■ Fragment ■
● ● ● ● ●
ECLI:NL:RVS:2025:1820

Raad van State

Datum uitspraak
23 april 2025
Publicatiedatum
23 april 2025
Zaaknummer
202102206/2/R2
Instantie
Raad van State
Type
Uitspraak
Rechtsgebied
Bestuursrecht
Procedures
  • Hoger beroep
Rechters
  • M.M. Kaajan
Vindplaatsen
  • Rechtspraak.nl
AI samenvatting door LexboostAutomatisch gegenereerd

Schadevergoeding wegens overschrijding van de redelijke termijn in bestuursrechtelijke procedure

Op 23 april 2025 heeft de Afdeling bestuursrechtspraak van de Raad van State uitspraak gedaan in een verzoek om schadevergoeding van [verzoekster] wegens overschrijding van de redelijke termijn in een bestuursrechtelijke procedure. Dit verzoek volgde op een eerdere uitspraak van 9 oktober 2024, waarin verschillende hoger beroepen tegen een uitspraak van de rechtbank Oost-Brabant over een omgevingsvergunning voor het voormalige recreatiepark Het Roekenbosch in Venray werden behandeld. In die zaak had [verzoekster] verzocht om schadevergoeding vanwege de lange duur van de procedure.

De Afdeling heeft vastgesteld dat de redelijke termijn voor de behandeling van de procedure in beginsel vier jaar bedraagt, met specifieke termijnen voor de behandeling van bezwaar, beroep en hoger beroep. In dit geval was de redelijke termijn met bijna een jaar overschreden, aangezien de procedure begon op 15 oktober 2019 en de uitspraak pas op 23 april 2025 werd gedaan. De overschrijding van de termijn werd mede toegerekend aan de Afdeling, die drie jaar en zes maanden nodig had voor de behandeling van het hoger beroep.

De Afdeling heeft geoordeeld dat [verzoekster] recht heeft op een schadevergoeding van € 1.000,-, waarvan € 833,33 door de Staat der Nederlanden (minister van Binnenlandse Zaken en Koninkrijksrelaties) en € 166,67 door het college van burgemeester en wethouders van Venray moet worden betaald. Daarnaast zijn beide partijen veroordeeld tot vergoeding van de proceskosten van [verzoekster]. De uitspraak benadrukt het belang van het waarborgen van redelijke termijnen in bestuursrechtelijke procedures en de gevolgen van overschrijdingen daarvan.

Uitspraak

202102206/2/R2.
Datum uitspraak: 23 april 2025
AFDELING
BESTUURSRECHTSPRAAK
Uitspraak als bedoeld in artikel 8:57 van de Algemene wet bestuursrecht (Awb) op een verzoek om schadevergoeding van:
[verzoekster], wonend in Blitterswijck, gemeente Venray.
● ● ● ● ●
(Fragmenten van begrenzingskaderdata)
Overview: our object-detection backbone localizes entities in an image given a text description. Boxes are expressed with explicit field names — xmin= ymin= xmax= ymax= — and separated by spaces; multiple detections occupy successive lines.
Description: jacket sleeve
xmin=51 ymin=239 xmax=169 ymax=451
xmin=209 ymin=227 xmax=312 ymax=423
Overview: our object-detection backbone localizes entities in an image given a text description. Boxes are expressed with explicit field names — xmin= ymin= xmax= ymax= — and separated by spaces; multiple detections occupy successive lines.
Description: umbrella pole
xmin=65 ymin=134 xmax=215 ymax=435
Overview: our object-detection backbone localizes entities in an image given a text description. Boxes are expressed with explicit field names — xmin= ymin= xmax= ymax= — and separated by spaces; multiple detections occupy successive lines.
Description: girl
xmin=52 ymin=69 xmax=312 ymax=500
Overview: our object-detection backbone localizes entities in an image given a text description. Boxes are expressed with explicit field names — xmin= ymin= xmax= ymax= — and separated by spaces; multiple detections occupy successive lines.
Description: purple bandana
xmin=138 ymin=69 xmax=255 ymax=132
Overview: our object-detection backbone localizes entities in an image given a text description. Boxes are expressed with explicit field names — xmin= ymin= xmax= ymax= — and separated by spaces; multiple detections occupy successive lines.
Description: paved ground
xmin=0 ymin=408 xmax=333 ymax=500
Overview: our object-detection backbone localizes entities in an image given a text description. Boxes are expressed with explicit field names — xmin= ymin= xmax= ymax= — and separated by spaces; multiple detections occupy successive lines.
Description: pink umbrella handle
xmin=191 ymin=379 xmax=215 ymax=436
● ● ● ● ●
■ Opdrachten ■
**A.** Hoeveel schadevergoeding kent de Afdeling volgens het fragment toe aan [verzoekster]?
**B.** Typ de records letterlijk over. Begin bij het begin van de records en stop na de regel met "xmin=138 ymin=69 xmax=255 ymax=132".
Het fragment en de records staan los van elkaar.

■ De antwoorden ■
**A.** € 1.000,-

**B.**
Overview: our object-detection backbone localizes entities in an image given a text description. Boxes are expressed with explicit field names — xmin= ymin= xmax= ymax= — and separated by spaces; multiple detections occupy successive lines.
Description: jacket sleeve
xmin=51 ymin=239 xmax=169 ymax=451
xmin=209 ymin=227 xmax=312 ymax=423
Overview: our object-detection backbone localizes entities in an image given a text description. Boxes are expressed with explicit field names — xmin= ymin= xmax= ymax= — and separated by spaces; multiple detections occupy successive lines.
Description: umbrella pole
xmin=65 ymin=134 xmax=215 ymax=435
Overview: our object-detection backbone localizes entities in an image given a text description. Boxes are expressed with explicit field names — xmin= ymin= xmax= ymax= — and separated by spaces; multiple detections occupy successive lines.
Description: girl
xmin=52 ymin=69 xmax=312 ymax=500
Overview: our object-detection backbone localizes entities in an image given a text description. Boxes are expressed with explicit field names — xmin= ymin= xmax= ymax= — and separated by spaces; multiple detections occupy successive lines.
Description: purple bandana
xmin=138 ymin=69 xmax=255 ymax=132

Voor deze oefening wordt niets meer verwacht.